EXTRAIT FOURNI
========================================================================
Place de la Joliette, Albert Londres

« Ils vont place de la Joliette.

C’est une grande place à terre-plein. Un haut immeuble frotté d’architecture la flanque à gauche : la compagnie des Docks. En face, un poste de police. Autour, les sièges des syndicats. Des bars.

Les dockers arrivent. Ils ne vont pas au travail, ils viennent chercher de l’embauche. Alors la place prend son véritable visage. Elle devient une foire aux hommes. »

Les Docks - La Joliette

Vers six heures trente du matin vous sentez tout de suite que les trams qui passent ne sont pas faits pour vous. Ce sont les trams bleus.

Ils ne sont pas du même bleu que les trains qui, à Calais, prennent les Anglais pour les conduire sur la côte. Le bleu des trams de Marseille est à l’intérieur des voitures. Il est sur le dos des voyageurs. Ce bleu est celui des habits de toile des ouvriers sans profession, les dockers.

Ils vont place de la Joliette.

C’est une grande place à terre-plein. Un haut immeuble frotté d’architecture la flanque à gauche : la compagnie des Docks. En face, un poste de police. Autour, les sièges des syndicats. Des bars.
========================================================================
ÉNONCÉ
Veuillez reproduire à l'identique le passage du texte sur la place de la Joliette, depuis « Place de la Joliette, Albert » jusqu'à « profession, les dockers. » inclus.

DONNÉES ENREGISTRÉES
========================================================================
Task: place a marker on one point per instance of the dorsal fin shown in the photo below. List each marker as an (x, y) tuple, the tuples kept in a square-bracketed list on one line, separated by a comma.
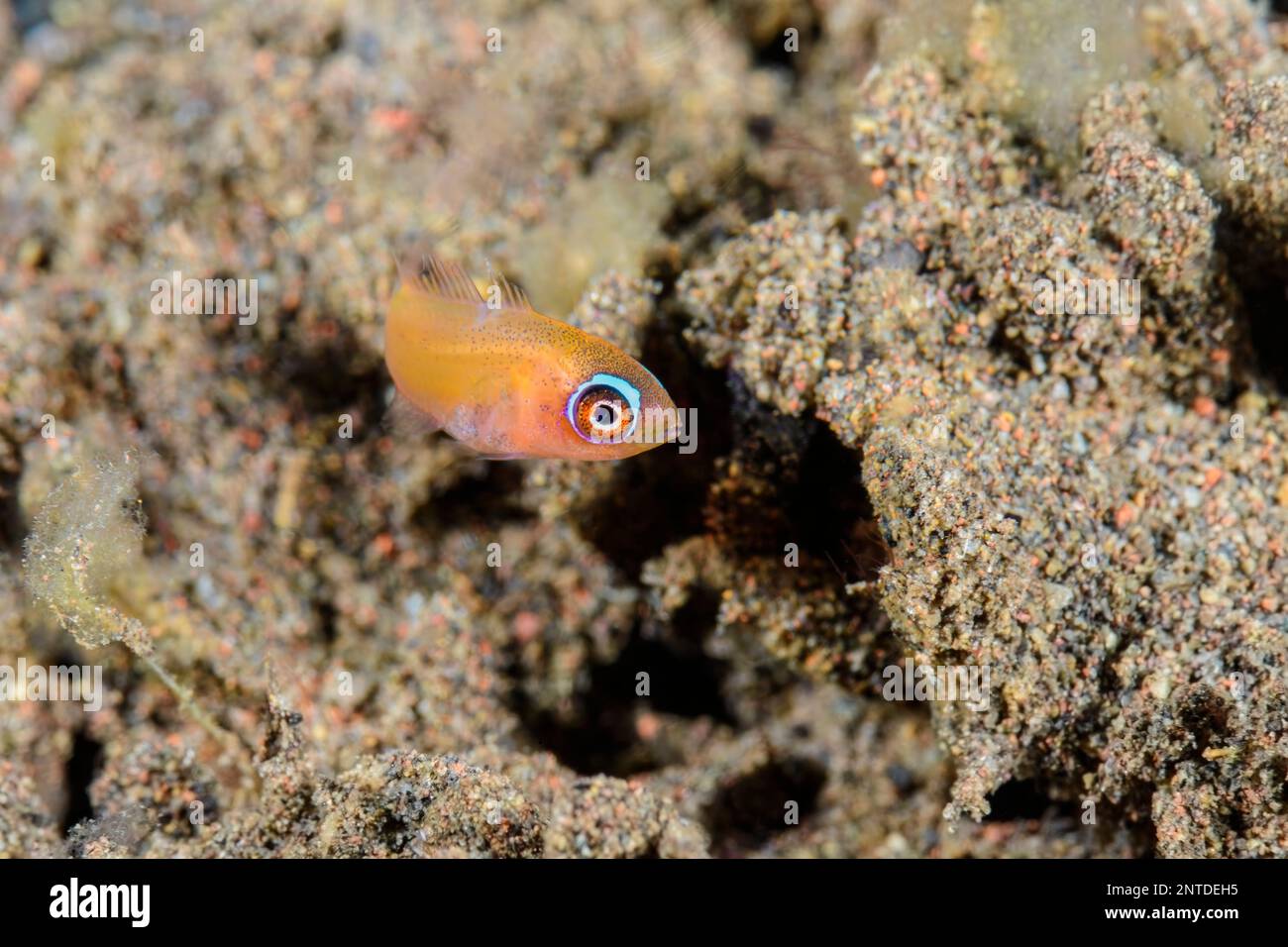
========================================================================
RÉSULTAT DE L'EXERCICE
Place de la Joliette, Albert Londres

« Ils vont place de la Joliette.

C’est une grande place à terre-plein. Un haut immeuble frotté d’architecture la flanque à gauche : la compagnie des Docks. En face, un poste de police. Autour, les sièges des syndicats. Des bars.

Les dockers arrivent. Ils ne vont pas au travail, ils viennent chercher de l’embauche. Alors la place prend son véritable visage. Elle devient une foire aux hommes. »

Les Docks - La Joliette

Vers six heures trente du matin vous sentez tout de suite que les trams qui passent ne sont pas faits pour vous. Ce sont les trams bleus.

Ils ne sont pas du même bleu que les trains qui, à Calais, prennent les Anglais pour les conduire sur la côte. Le bleu des trams de Marseille est à l’intérieur des voitures. Il est sur le dos des voyageurs. Ce bleu est celui des habits de toile des ouvriers sans profession, les dockers.